TASK PROMPT: Return all of the entries exactly as written.

■ ■ ■ ■ ■ ■ ■

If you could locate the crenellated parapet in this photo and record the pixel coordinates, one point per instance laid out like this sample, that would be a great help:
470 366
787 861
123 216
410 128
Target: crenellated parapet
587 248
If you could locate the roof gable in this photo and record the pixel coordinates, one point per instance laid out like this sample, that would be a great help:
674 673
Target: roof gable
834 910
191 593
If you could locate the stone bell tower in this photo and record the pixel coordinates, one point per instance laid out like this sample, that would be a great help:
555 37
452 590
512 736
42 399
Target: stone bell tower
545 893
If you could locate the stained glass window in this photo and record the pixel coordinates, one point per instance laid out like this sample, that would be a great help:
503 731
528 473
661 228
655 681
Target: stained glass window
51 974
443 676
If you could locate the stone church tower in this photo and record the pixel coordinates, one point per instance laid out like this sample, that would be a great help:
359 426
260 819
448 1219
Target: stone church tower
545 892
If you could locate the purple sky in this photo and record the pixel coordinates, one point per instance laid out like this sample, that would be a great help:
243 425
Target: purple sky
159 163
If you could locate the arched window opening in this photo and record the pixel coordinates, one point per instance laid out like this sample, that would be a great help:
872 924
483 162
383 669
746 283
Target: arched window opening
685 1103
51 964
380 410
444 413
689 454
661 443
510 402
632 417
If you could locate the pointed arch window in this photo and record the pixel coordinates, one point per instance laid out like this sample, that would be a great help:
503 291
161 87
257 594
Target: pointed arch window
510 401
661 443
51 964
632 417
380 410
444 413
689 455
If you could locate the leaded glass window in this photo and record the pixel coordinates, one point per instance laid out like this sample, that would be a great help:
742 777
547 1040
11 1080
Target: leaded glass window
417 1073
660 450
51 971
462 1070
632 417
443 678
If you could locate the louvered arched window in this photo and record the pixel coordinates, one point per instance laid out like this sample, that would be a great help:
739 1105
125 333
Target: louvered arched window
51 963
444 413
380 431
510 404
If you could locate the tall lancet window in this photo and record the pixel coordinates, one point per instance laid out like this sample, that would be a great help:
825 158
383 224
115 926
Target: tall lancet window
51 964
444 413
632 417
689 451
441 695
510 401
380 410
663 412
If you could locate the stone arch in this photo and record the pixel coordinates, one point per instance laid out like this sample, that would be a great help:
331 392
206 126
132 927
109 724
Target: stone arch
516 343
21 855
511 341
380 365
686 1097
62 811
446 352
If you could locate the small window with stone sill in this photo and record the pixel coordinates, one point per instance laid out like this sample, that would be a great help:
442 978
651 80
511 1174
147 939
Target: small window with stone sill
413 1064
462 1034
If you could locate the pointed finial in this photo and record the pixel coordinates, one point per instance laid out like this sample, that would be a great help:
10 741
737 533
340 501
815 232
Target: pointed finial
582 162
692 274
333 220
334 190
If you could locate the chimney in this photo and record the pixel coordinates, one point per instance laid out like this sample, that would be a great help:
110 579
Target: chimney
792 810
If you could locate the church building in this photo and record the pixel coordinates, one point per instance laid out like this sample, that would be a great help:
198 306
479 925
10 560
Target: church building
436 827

■ ■ ■ ■ ■ ■ ■

ANSWER TO THE PROBLEM:
If you could locate the crenellated parapet in this photo and record the pixel coordinates, one point per instance laid out like this sample, that would be a great help:
470 366
787 861
123 216
410 128
Target: crenellated parapet
587 248
If you could locate the roof gable in this photo and record the pixel coordinates, one point per instance laid out like this sample, that would be a great help:
674 673
Target: roof gable
834 910
191 593
If you could locate the stone bell tower in this photo and record the pixel coordinates, one point per instance laid out like this sample, that would be a great help:
555 37
452 590
512 736
42 399
Target: stone bell tower
545 893
If you could locate the stained glass window in this photo and record the pixel coordinates, one point per instance laid out like this sample, that would be a great help:
503 731
528 473
661 228
655 681
Target: stained glass window
51 974
443 676
If you could locate the stone church tower in this photo and record the pixel coordinates, one point per instance laid out like this sample, that would be a great help:
359 426
260 819
448 1219
Target: stone church tower
545 892
If you could locate the purple sky in this photo and record the pixel coordinates, one point per instance laid out like this sample, that would be a great help:
243 425
Target: purple sky
159 163
If you could locate the arched window opening in this photo and record the pixel coordinates, one point per instance laid out like this sample, that would be a great help:
872 924
483 162
383 669
746 283
Target: arched window opening
685 1103
51 964
380 410
444 413
689 454
661 443
510 402
632 417
If you could locate the pointed arch window in this photo and record the pixel coordinates, one point per instance laid out like this sample, that would be a great help:
503 291
161 87
257 594
Target: pointed arch window
510 401
661 443
51 964
632 417
380 410
444 413
689 455
If you could locate the leaded glass window in this photo and record the pixel coordinates, one point per instance laid out like this sample, that would be a great help:
742 777
547 1040
11 1080
Target: leaded glass window
417 1073
660 450
51 971
462 1070
632 417
443 678
If you could locate the louvered arched window in this photo and record the pixel coordinates, one point per instance laid out like this sample, that would be a great help:
739 1105
125 333
Target: louvered arched window
51 963
444 413
380 431
510 404
If you could locate the tall lancet window in this photo and record the pixel coordinates, one point per instance laid out like this sample, that would be a great help:
825 158
383 224
115 926
Target: tall lancet window
51 964
444 413
632 417
689 451
441 695
510 401
380 410
663 412
If you could locate the stone arch in this photo and record the pixel coordinates, one point per instance laid out like this sample, that would be a great help:
331 392
206 126
132 927
109 724
Target: stone arch
516 343
21 855
511 341
380 365
686 1097
62 811
446 352
If you could locate the small window with stone sill in this photo and record the pixel coordinates, one point per instance laid out like this sample, that would be a great help:
442 978
651 80
511 1174
147 939
Target: small window with stone sill
413 1064
462 1034
If you could locate the pointed finial in this photo and record the pixel coordinates, one point per instance laid out like this sample, that would be a great help:
10 741
737 533
340 501
815 232
Target: pointed finial
582 162
692 274
333 220
334 190
If you could locate the chimney in this photo and record the pixel coordinates, one point per instance laid out like this sample, that would be a great help:
110 579
Target: chimney
792 810
If you could locate the church building in this photo and record the pixel coordinates, one point per instance laid out like this sample, that would be a great help:
198 306
479 925
10 560
Target: church building
436 827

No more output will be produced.